> [Exercise 1]: From the LLM router mesh article, transcribe the passage starting with "From USB TPU" and going on through "existing k3s infrastructure.".
> [Exercise 2]: In the LLM router mesh article, which two models come before the Cortex agents in the cascade routing chain?
> [Exercise 3]: Write the next part of the LLM router mesh article, continuing from where it stops.

From USB TPU to Kubernetes: Building an LLM Router Mesh
TL;DR
What started as evaluating external USB TPUs evolved into building a distributed LLM routing mesh on Kubernetes. Using cascade inference with tiny quantized models (135M and 500M parameters), we built a confidence-based routing system that handles 95% of queries without touching heavy agent systems, reducing latency and compute costs while leveraging existing k3s infrastructure.
The Journey:
- Started: USB TPU evaluation for hardware acceleration
- Pivoted: Discovered LLM-D (disaggregated inference) patterns
- Built: Cascade routing with SmolLM-135M → Qwen2.5-0.5B → Cortex agents
- Result: 95% query reduction to expensive systems, full observability, auto-scaling
The Journey from Hardware Acceleration to Distributed Intelligence
The Initial Spark: External USB TPU Evaluation
It started with a simple idea: what if we could use an external USB TPU (Tensor Processing Unit) to accelerate and intelligently route requests between our chat interface and the Cortex autonomous agent system? The vision was clear—we needed a way to prioritize and optimize the flow of LLM requests, ensuring that lightweight queries didn’t consume the same resources as complex, multi-step agent tasks.

> [Dataset extract]:

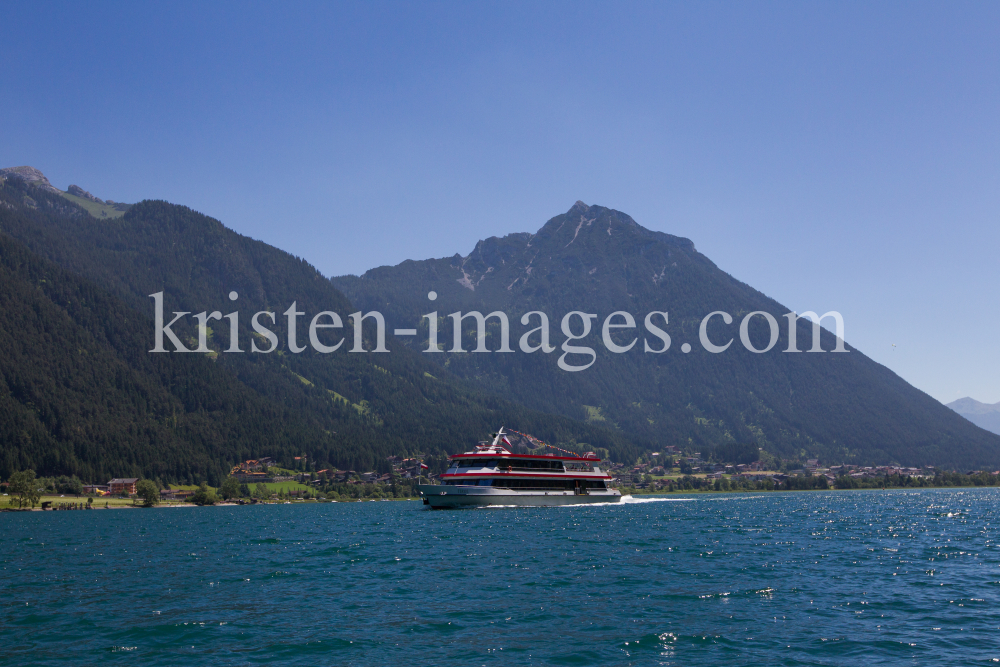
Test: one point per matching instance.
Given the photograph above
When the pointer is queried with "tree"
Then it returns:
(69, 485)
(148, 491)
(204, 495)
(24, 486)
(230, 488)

...

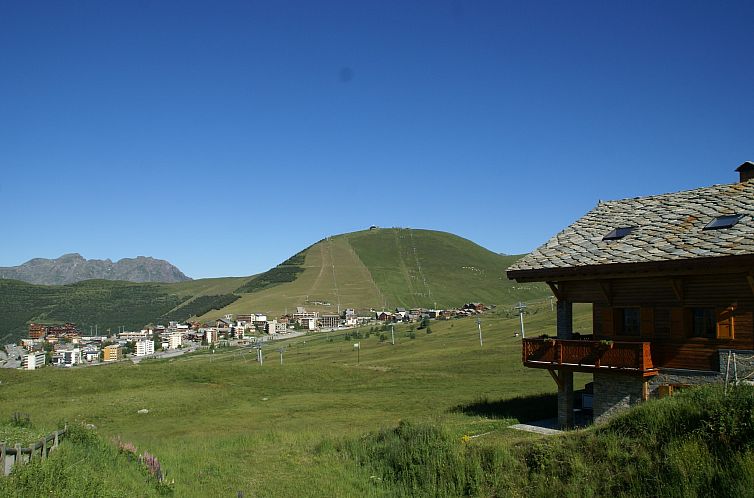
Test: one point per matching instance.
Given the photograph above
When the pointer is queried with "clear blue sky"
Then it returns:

* * *

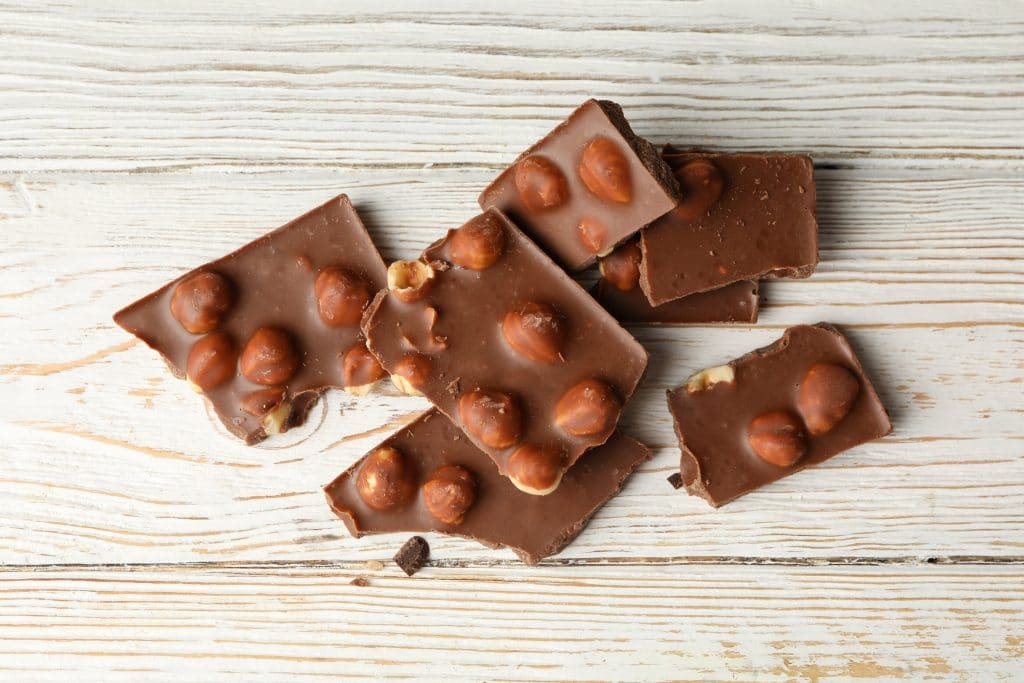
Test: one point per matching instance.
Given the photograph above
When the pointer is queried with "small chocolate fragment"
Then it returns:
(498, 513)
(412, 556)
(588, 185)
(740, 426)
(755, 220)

> [Task answer 1]:
From USB TPU to Kubernetes: Building an LLM Router Mesh
TL;DR
What started as evaluating external USB TPUs evolved into building a distributed LLM routing mesh on Kubernetes. Using cascade inference with tiny quantized models (135M and 500M parameters), we built a confidence-based routing system that handles 95% of queries without touching heavy agent systems, reducing latency and compute costs while leveraging existing k3s infrastructure.

> [Task answer 2]: SmolLM-135M and Qwen2.5-0.5B.

> [Task answer 3]:
As I researched USB TPU options like Google’s Coral Edge TPU and explored integration patterns, a realization began to form: hardware acceleration was just one piece of the puzzle. What we really needed was intelligent routing logic—a way to cascade requests through increasingly capable models based on task complexity and confidence scores.
The Pivot: Discovering LLM-D
While evaluating TPU options, I stumbled upon research around LLM-D (LLM Disaggregation)—a technique for separating the prefill and decode phases of LLM inference across different models or hardware. The key insight was brilliant in its simplicity:
- Prefill phase (encoding the prompt): Fast, can use smaller models
- Decode phase (generating tokens): Slower, benefits from larger models
- Shared KV cache: Both phases can share key-value cache via Redis
This matched perfectly with our chat-to-Cortex routing challenge! Light queries could be handled by fast, small models. Complex queries requiring multi-step reasoning could escalate to more capable systems.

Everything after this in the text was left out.